SUPPLIED ENTRIES Start Marker

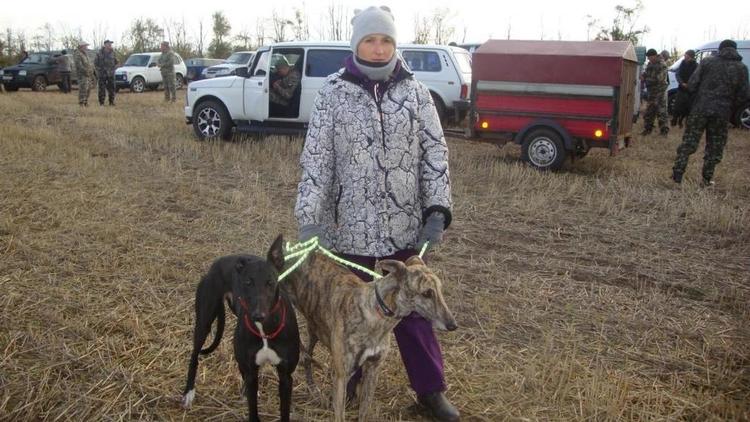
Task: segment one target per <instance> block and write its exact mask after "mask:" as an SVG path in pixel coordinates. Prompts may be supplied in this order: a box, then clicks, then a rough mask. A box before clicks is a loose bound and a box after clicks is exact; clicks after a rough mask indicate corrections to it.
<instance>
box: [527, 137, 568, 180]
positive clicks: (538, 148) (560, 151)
mask: <svg viewBox="0 0 750 422" xmlns="http://www.w3.org/2000/svg"><path fill="white" fill-rule="evenodd" d="M521 159H522V160H523V161H525V162H527V163H529V164H531V165H532V166H533V167H536V168H537V169H539V170H544V171H547V170H559V169H560V168H561V167H562V165H563V163H564V162H565V147H564V145H563V142H562V139H561V138H560V135H559V134H558V133H557V132H555V131H554V130H552V129H548V128H540V129H534V130H532V131H531V132H529V134H527V135H526V136H525V137H524V139H523V144H522V145H521Z"/></svg>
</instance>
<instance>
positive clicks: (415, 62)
mask: <svg viewBox="0 0 750 422" xmlns="http://www.w3.org/2000/svg"><path fill="white" fill-rule="evenodd" d="M401 55H402V56H403V58H404V60H406V64H407V65H408V66H409V69H411V70H413V71H415V72H440V70H441V69H442V67H441V65H440V57H439V56H438V54H437V53H436V52H434V51H416V50H405V51H404V52H403V53H402V54H401Z"/></svg>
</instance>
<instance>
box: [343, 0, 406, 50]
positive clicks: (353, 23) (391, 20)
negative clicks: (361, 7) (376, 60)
mask: <svg viewBox="0 0 750 422" xmlns="http://www.w3.org/2000/svg"><path fill="white" fill-rule="evenodd" d="M372 34H383V35H388V36H389V37H391V38H393V42H394V44H395V43H396V24H395V22H394V19H393V14H391V9H389V8H388V7H387V6H380V7H375V6H371V7H368V8H367V9H365V10H360V9H355V10H354V17H353V18H352V51H353V52H354V53H355V54H356V53H357V46H358V45H359V43H360V42H361V41H362V38H364V37H366V36H368V35H372Z"/></svg>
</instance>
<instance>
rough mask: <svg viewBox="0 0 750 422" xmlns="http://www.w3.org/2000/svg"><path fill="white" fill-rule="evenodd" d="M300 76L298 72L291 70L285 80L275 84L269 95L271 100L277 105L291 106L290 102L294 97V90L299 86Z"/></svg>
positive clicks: (275, 81)
mask: <svg viewBox="0 0 750 422" xmlns="http://www.w3.org/2000/svg"><path fill="white" fill-rule="evenodd" d="M299 80H300V74H299V72H297V71H296V70H289V73H288V74H287V75H286V76H284V77H283V78H281V79H279V80H277V81H275V82H274V84H273V86H271V90H270V92H269V93H268V94H269V97H270V100H271V101H272V102H274V103H276V104H281V105H284V106H286V105H289V101H290V100H291V99H292V96H293V95H294V90H295V89H297V86H298V85H299Z"/></svg>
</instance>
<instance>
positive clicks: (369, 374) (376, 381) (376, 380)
mask: <svg viewBox="0 0 750 422" xmlns="http://www.w3.org/2000/svg"><path fill="white" fill-rule="evenodd" d="M385 353H386V352H382V353H381V355H380V356H373V357H371V358H370V359H368V360H367V361H365V363H364V364H363V365H362V381H360V383H359V386H360V396H359V422H365V421H366V420H367V412H369V411H370V405H371V404H372V399H373V397H375V386H376V385H377V381H378V369H379V368H380V363H381V362H382V359H383V358H384V357H385Z"/></svg>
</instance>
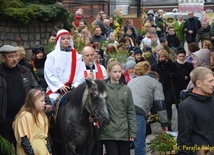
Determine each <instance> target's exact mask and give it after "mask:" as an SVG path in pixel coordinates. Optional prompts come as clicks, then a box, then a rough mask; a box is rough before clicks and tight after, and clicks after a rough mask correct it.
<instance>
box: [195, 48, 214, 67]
mask: <svg viewBox="0 0 214 155" xmlns="http://www.w3.org/2000/svg"><path fill="white" fill-rule="evenodd" d="M192 56H195V58H196V60H197V64H198V66H197V67H208V68H210V56H211V52H210V50H208V49H200V50H199V51H196V52H194V53H192Z"/></svg>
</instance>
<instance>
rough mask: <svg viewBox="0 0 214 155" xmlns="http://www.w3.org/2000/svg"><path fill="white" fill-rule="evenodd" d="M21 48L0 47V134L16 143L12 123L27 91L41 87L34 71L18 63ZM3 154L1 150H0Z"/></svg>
mask: <svg viewBox="0 0 214 155" xmlns="http://www.w3.org/2000/svg"><path fill="white" fill-rule="evenodd" d="M18 49H19V48H17V47H13V46H11V45H4V46H2V47H1V48H0V53H1V60H2V63H1V64H0V134H1V135H2V137H4V138H5V139H7V140H8V141H9V142H11V143H13V144H14V145H15V144H16V141H15V137H14V133H13V129H12V123H13V121H14V118H15V116H16V114H17V113H18V112H19V110H20V108H21V107H22V105H23V104H24V101H25V97H26V96H27V93H28V92H29V91H30V89H32V88H39V85H38V83H37V82H36V80H35V78H34V77H33V75H32V73H31V72H30V70H29V69H27V68H26V67H24V66H22V65H19V64H18V57H19V54H18V53H17V51H18ZM0 154H1V152H0Z"/></svg>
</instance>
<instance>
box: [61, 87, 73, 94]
mask: <svg viewBox="0 0 214 155" xmlns="http://www.w3.org/2000/svg"><path fill="white" fill-rule="evenodd" d="M70 89H71V88H70V87H69V86H65V85H64V86H62V87H61V88H60V89H59V90H60V92H61V93H66V92H68V91H69V90H70Z"/></svg>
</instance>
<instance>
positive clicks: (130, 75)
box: [123, 56, 136, 84]
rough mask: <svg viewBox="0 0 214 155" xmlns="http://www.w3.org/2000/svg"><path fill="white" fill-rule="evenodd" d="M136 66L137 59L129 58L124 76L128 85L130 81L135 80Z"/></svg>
mask: <svg viewBox="0 0 214 155" xmlns="http://www.w3.org/2000/svg"><path fill="white" fill-rule="evenodd" d="M135 65H136V62H135V59H134V58H133V57H131V56H130V57H128V59H127V62H126V65H125V69H126V70H125V71H124V73H123V75H124V76H125V81H126V84H128V83H129V81H130V80H131V79H133V78H135V74H134V67H135Z"/></svg>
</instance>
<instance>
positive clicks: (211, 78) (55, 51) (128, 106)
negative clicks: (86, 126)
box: [0, 9, 214, 155]
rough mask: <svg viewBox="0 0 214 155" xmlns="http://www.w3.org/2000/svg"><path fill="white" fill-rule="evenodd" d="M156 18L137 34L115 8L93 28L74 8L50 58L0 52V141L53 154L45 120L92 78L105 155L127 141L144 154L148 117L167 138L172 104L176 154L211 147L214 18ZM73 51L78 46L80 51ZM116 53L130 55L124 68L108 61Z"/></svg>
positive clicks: (190, 13) (170, 120)
mask: <svg viewBox="0 0 214 155" xmlns="http://www.w3.org/2000/svg"><path fill="white" fill-rule="evenodd" d="M157 13H158V16H155V13H154V11H153V10H149V11H148V12H147V18H146V19H145V21H144V24H143V25H144V27H143V28H142V30H141V32H140V33H139V32H137V30H136V28H135V26H134V23H133V20H131V19H129V20H127V21H126V22H125V24H124V25H121V23H120V20H121V19H122V16H121V10H120V9H117V10H115V12H114V15H112V16H109V15H107V14H105V12H103V11H100V12H99V13H98V15H97V17H96V19H95V20H94V21H93V23H87V22H86V20H85V19H84V14H83V10H82V9H78V10H77V11H76V13H75V16H74V21H73V23H72V24H73V29H72V30H65V29H60V30H58V31H57V32H56V34H54V35H52V36H51V37H50V40H49V41H50V42H53V43H54V49H53V51H52V52H50V53H49V54H47V55H46V52H45V51H44V47H43V46H41V45H36V46H35V47H34V48H33V49H32V57H31V60H30V61H28V60H27V59H26V58H25V50H24V48H23V47H14V46H11V45H3V46H2V47H1V48H0V53H1V60H2V63H1V64H0V134H1V135H2V136H3V137H4V138H5V139H7V140H8V141H9V142H11V143H12V144H13V145H14V146H15V148H16V150H17V153H18V154H20V155H24V154H27V155H33V154H41V155H43V154H44V155H48V154H56V155H57V152H54V148H52V149H51V143H50V141H49V137H48V119H47V116H48V115H49V114H50V113H51V111H52V110H55V108H56V101H57V99H58V98H59V97H60V95H61V94H64V93H66V92H68V91H70V90H72V89H75V88H76V87H78V85H80V84H81V83H83V82H85V79H91V80H95V79H97V80H103V81H104V82H106V87H107V90H108V98H107V103H108V111H109V115H110V125H109V126H107V127H106V128H105V129H100V133H99V136H98V139H97V140H98V141H99V142H101V143H102V144H104V145H105V148H106V153H107V154H108V155H129V154H130V142H132V144H133V145H134V150H135V155H145V154H146V150H145V148H146V143H145V142H146V135H147V132H146V131H147V129H148V128H150V126H149V122H148V120H147V119H148V117H149V116H150V115H151V114H155V113H157V114H158V115H159V118H160V122H161V129H162V133H166V132H167V131H172V130H173V129H172V128H171V123H169V122H170V121H171V119H172V105H173V104H175V105H176V107H177V110H178V146H180V149H179V150H178V152H179V154H187V155H188V154H191V153H195V154H197V151H199V150H197V151H195V150H192V149H189V150H188V149H185V147H190V148H191V147H194V145H197V146H198V147H199V148H200V147H202V146H207V147H208V149H209V147H214V140H213V137H214V133H213V129H214V121H213V120H214V116H213V108H214V107H213V103H214V101H213V91H214V77H213V71H214V48H213V47H214V19H213V20H212V23H211V24H209V23H208V22H206V21H202V22H201V21H199V20H198V19H196V18H195V17H194V12H192V11H189V12H188V19H186V20H184V19H183V16H182V15H180V16H179V17H178V20H177V21H176V22H175V23H173V24H168V23H166V22H165V19H164V17H163V13H164V11H163V10H158V12H157ZM119 23H120V24H119ZM89 25H92V29H93V30H92V31H90V26H89ZM118 25H119V26H118ZM71 32H73V36H72V34H71ZM74 35H75V36H76V37H75V38H74ZM185 41H186V42H187V44H188V51H186V50H185V49H184V42H185ZM200 43H201V45H199V44H200ZM76 44H78V45H80V44H81V45H83V47H82V49H81V51H77V48H76V47H77V46H78V45H76ZM200 47H201V48H200ZM118 50H123V51H126V52H127V54H128V56H127V60H126V63H125V64H123V63H121V62H119V60H117V59H115V58H112V57H111V54H110V53H111V52H117V51H118ZM109 52H110V53H109ZM187 52H188V53H187ZM184 146H185V147H184ZM97 149H102V147H101V148H97ZM52 151H53V153H52ZM96 152H102V151H96ZM1 154H2V153H1ZM97 154H98V153H97Z"/></svg>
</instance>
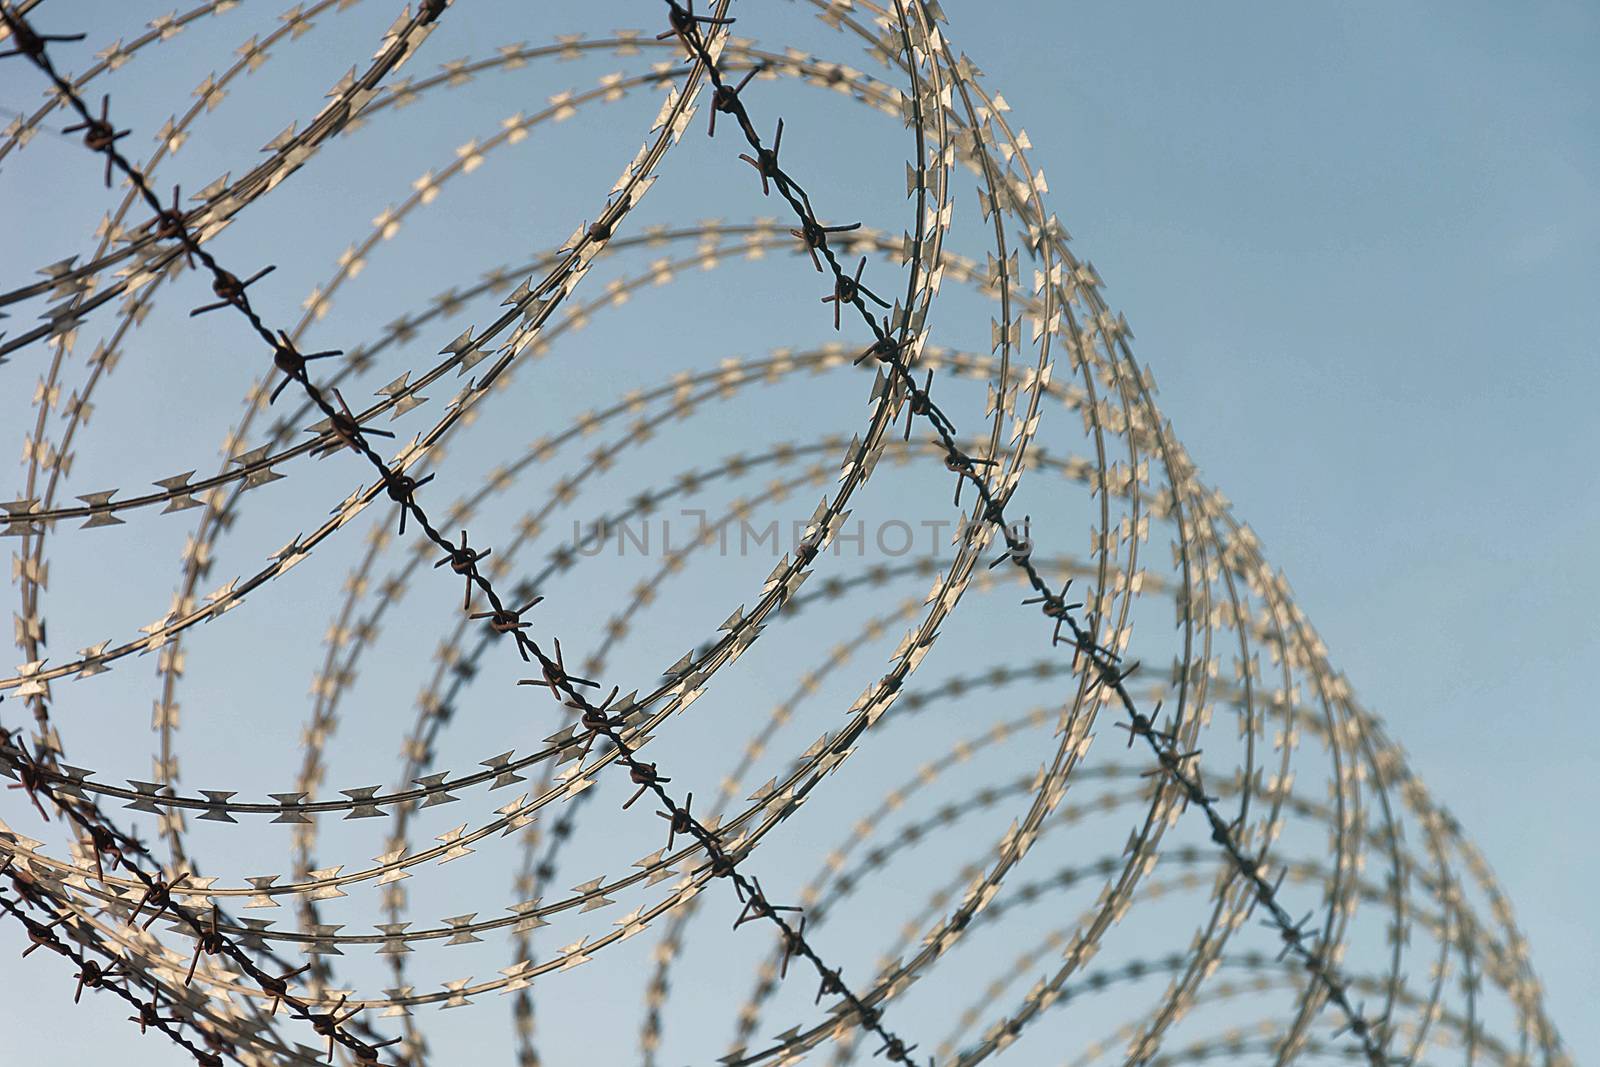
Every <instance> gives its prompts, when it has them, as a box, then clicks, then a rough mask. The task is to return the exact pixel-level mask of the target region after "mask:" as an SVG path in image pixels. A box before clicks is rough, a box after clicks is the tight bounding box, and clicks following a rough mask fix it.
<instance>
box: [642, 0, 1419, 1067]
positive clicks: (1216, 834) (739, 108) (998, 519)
mask: <svg viewBox="0 0 1600 1067" xmlns="http://www.w3.org/2000/svg"><path fill="white" fill-rule="evenodd" d="M666 2H667V6H669V10H670V11H672V13H674V18H675V16H677V13H678V11H680V8H678V5H677V0H666ZM680 38H682V40H683V45H685V48H686V50H688V51H690V53H691V58H698V59H699V61H701V62H704V64H706V67H707V70H709V77H710V80H712V85H717V86H720V85H723V82H722V75H720V74H718V70H717V64H715V59H714V58H712V56H710V53H709V51H707V50H706V45H704V43H702V42H699V40H698V35H696V34H690V32H685V34H680ZM730 107H731V109H733V114H734V117H736V118H738V120H739V128H741V130H742V131H744V134H746V139H747V141H749V142H750V147H752V149H755V157H754V158H752V157H750V155H741V158H742V160H744V162H746V163H749V165H750V166H754V168H755V170H757V171H758V173H760V176H762V192H763V195H765V194H768V192H770V186H768V182H770V181H771V186H774V187H776V189H778V192H779V195H782V197H784V200H787V202H789V205H790V206H792V208H794V211H795V214H797V216H800V219H802V226H803V227H805V226H806V224H811V226H819V224H818V221H816V216H814V213H813V211H811V202H810V197H806V195H805V190H803V189H800V187H798V186H795V182H794V181H792V179H790V178H789V176H787V174H786V173H784V170H782V166H781V165H779V162H778V146H779V144H781V139H782V120H779V122H778V133H776V136H774V139H773V149H770V150H768V149H766V147H765V146H763V144H762V141H760V136H758V134H757V133H755V126H754V123H752V122H750V117H749V114H747V110H746V106H744V101H742V99H741V98H739V96H738V94H734V96H733V98H731V101H730ZM819 251H821V253H822V256H824V258H826V259H827V262H829V266H830V267H832V270H834V286H835V288H834V296H832V298H824V302H827V301H832V302H834V326H835V330H837V328H838V314H840V309H842V307H843V306H845V304H853V306H856V307H858V310H859V312H861V315H862V318H864V322H866V323H867V328H869V330H872V331H874V334H875V342H882V341H883V334H882V333H880V331H878V325H877V322H875V320H874V317H872V314H870V310H869V309H867V306H866V298H870V299H874V301H877V302H878V304H882V306H885V307H886V304H885V302H883V301H882V299H878V298H875V296H872V294H870V291H867V290H866V288H864V286H861V272H862V269H864V267H866V258H862V259H861V262H859V264H858V267H856V272H854V275H853V277H846V275H845V272H843V269H842V267H840V264H838V259H837V258H835V256H834V253H832V250H830V248H829V245H827V242H826V235H824V240H822V243H821V246H819ZM885 362H886V363H888V365H890V366H891V368H893V371H894V373H896V374H898V376H899V378H901V379H902V381H904V382H906V386H907V387H909V389H910V390H915V389H917V382H915V378H912V371H910V368H909V366H907V365H906V362H904V360H901V358H899V355H898V354H894V355H890V357H888V358H886V360H885ZM933 410H936V408H934V405H933V403H931V400H930V402H928V411H933ZM925 416H926V413H925ZM926 418H928V421H930V422H934V419H933V418H931V416H926ZM934 430H936V432H939V435H941V438H942V442H944V445H946V450H947V456H946V466H947V467H949V469H950V470H952V472H955V474H957V478H958V480H957V488H955V502H957V506H960V491H962V485H963V483H965V482H968V480H970V482H973V485H974V490H976V493H978V494H979V499H981V504H982V512H984V517H986V518H987V520H990V522H994V523H997V525H998V530H1000V534H1002V537H1003V539H1005V541H1006V545H1008V547H1011V549H1016V547H1021V541H1019V539H1016V536H1014V534H1013V533H1011V530H1010V526H1008V525H1006V523H1005V507H1003V502H1000V501H998V499H997V498H995V494H994V493H992V491H990V488H989V483H987V480H986V478H982V477H981V475H979V474H978V472H976V467H978V466H989V464H994V462H995V461H992V459H976V461H974V459H973V458H971V456H966V454H965V453H963V451H962V450H960V448H958V446H957V443H955V440H954V437H952V435H950V434H949V432H942V430H941V427H939V426H938V422H934ZM1018 565H1019V566H1021V568H1022V569H1024V571H1026V573H1027V576H1029V581H1030V584H1032V585H1034V587H1035V589H1038V592H1040V600H1042V605H1043V609H1045V611H1046V614H1048V616H1051V617H1054V622H1056V630H1054V633H1053V635H1051V643H1054V641H1056V640H1059V635H1061V627H1062V625H1067V629H1069V630H1070V632H1072V638H1074V641H1072V643H1074V646H1075V648H1077V651H1078V653H1082V654H1083V656H1085V657H1086V659H1088V662H1090V665H1091V667H1093V670H1094V672H1096V673H1098V680H1099V683H1101V685H1104V686H1106V688H1109V689H1110V691H1114V693H1115V694H1117V699H1118V701H1120V702H1122V705H1123V707H1125V710H1126V712H1128V715H1130V718H1131V721H1133V723H1134V728H1133V729H1131V731H1130V742H1131V739H1133V737H1134V736H1136V734H1138V736H1142V737H1144V741H1147V742H1149V745H1150V749H1152V753H1154V755H1157V758H1160V752H1162V739H1160V737H1157V736H1155V733H1154V731H1152V729H1149V723H1147V720H1146V728H1144V731H1142V733H1141V731H1139V729H1138V723H1139V721H1141V720H1139V718H1133V717H1134V715H1138V709H1136V707H1134V704H1133V697H1131V696H1130V694H1128V689H1126V685H1125V681H1126V678H1128V677H1130V675H1131V673H1133V670H1134V669H1136V667H1138V665H1136V664H1134V665H1133V667H1130V669H1126V670H1118V667H1117V664H1115V662H1114V661H1110V659H1104V657H1101V656H1099V654H1098V653H1099V646H1098V643H1096V641H1094V638H1093V635H1091V633H1088V632H1086V630H1083V629H1082V627H1080V625H1078V622H1077V621H1075V619H1074V617H1072V616H1070V614H1069V609H1067V606H1066V605H1064V603H1062V600H1064V598H1062V595H1061V593H1054V592H1053V590H1051V589H1050V585H1048V584H1046V582H1045V579H1043V576H1040V574H1038V573H1037V571H1035V569H1034V568H1032V565H1030V563H1029V560H1027V558H1022V560H1021V561H1019V563H1018ZM1170 774H1171V777H1173V779H1174V781H1178V782H1179V784H1181V785H1184V787H1186V789H1187V785H1189V779H1187V776H1186V774H1184V773H1182V771H1181V769H1171V771H1170ZM1197 792H1200V790H1198V789H1197ZM1200 795H1203V793H1200ZM1200 806H1202V809H1203V811H1205V813H1206V816H1208V817H1210V821H1211V824H1213V840H1216V843H1218V845H1219V846H1222V849H1224V851H1226V853H1227V854H1229V857H1230V859H1234V862H1235V865H1237V867H1240V870H1242V873H1243V875H1245V877H1246V878H1248V880H1251V881H1253V888H1254V891H1256V897H1258V901H1261V902H1262V904H1264V905H1266V907H1267V910H1269V913H1270V915H1272V918H1274V921H1277V923H1278V925H1286V923H1288V913H1286V912H1285V910H1283V907H1282V904H1278V901H1277V899H1275V896H1274V891H1272V888H1270V885H1269V883H1266V880H1264V878H1262V877H1261V873H1259V872H1258V870H1256V869H1254V865H1253V864H1246V861H1245V857H1243V854H1242V853H1240V846H1238V843H1237V840H1235V835H1234V833H1232V832H1230V829H1229V827H1227V824H1226V822H1224V821H1222V819H1221V816H1219V814H1218V813H1216V809H1214V808H1213V806H1210V805H1200ZM1246 865H1248V870H1246ZM1298 949H1299V955H1301V958H1302V961H1306V963H1307V969H1309V971H1310V973H1312V974H1314V976H1315V977H1317V979H1318V981H1320V984H1322V985H1323V989H1325V990H1326V995H1328V997H1330V998H1331V1000H1333V1001H1334V1005H1336V1006H1338V1008H1339V1009H1341V1011H1342V1013H1344V1016H1346V1019H1358V1017H1360V1016H1358V1014H1357V1011H1355V1008H1354V1006H1352V1005H1350V1003H1349V997H1347V992H1346V987H1344V981H1342V977H1339V976H1338V974H1336V973H1333V968H1331V966H1330V965H1328V963H1326V961H1325V960H1323V958H1322V957H1320V955H1317V953H1315V952H1314V950H1309V949H1306V947H1304V945H1298ZM869 1029H874V1027H870V1025H869ZM1352 1030H1354V1033H1355V1035H1357V1038H1358V1041H1360V1049H1362V1054H1363V1056H1365V1057H1366V1061H1368V1062H1370V1064H1371V1065H1373V1067H1386V1064H1387V1061H1389V1057H1387V1053H1386V1051H1384V1049H1382V1046H1381V1043H1379V1040H1378V1038H1376V1035H1374V1033H1373V1032H1371V1029H1370V1027H1366V1025H1362V1027H1352ZM891 1057H893V1056H891Z"/></svg>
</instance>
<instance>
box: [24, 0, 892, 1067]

SUPPLIED ENTRIES End Marker

WHAT YOU SHOULD DO = Wherever "then" turns up in the records, copy the whole line.

RESPONSE BELOW =
Task: segment one target per <instance> block and write its exact mask after "mask:" as an SVG path in pixel coordinates. Prompts may be supplied in this order: a box, then clicks, then a rough mask. A box before clicks is a loose bound and a box after clicks is exact; clicks after a rough mask indicate corrections to it.
Determine each <instance> target's exact mask and give it after "mask:" as an SVG path in pixel coordinates. Optional prompts come as clicks, then a box, then a rough mask; a box is rough before clicks and tight after, and clicks after a rough mask correct it.
Every <instance> gives its prompts, when it has them, as a box, then clicks, then a rough mask. The task is to return the exact pixel-level mask of the target region after "mask:" as an SVG path in image pixels. A box before clicks is rough, a box after clicks is the tight bounding box, and clicks following a rough mask fix it.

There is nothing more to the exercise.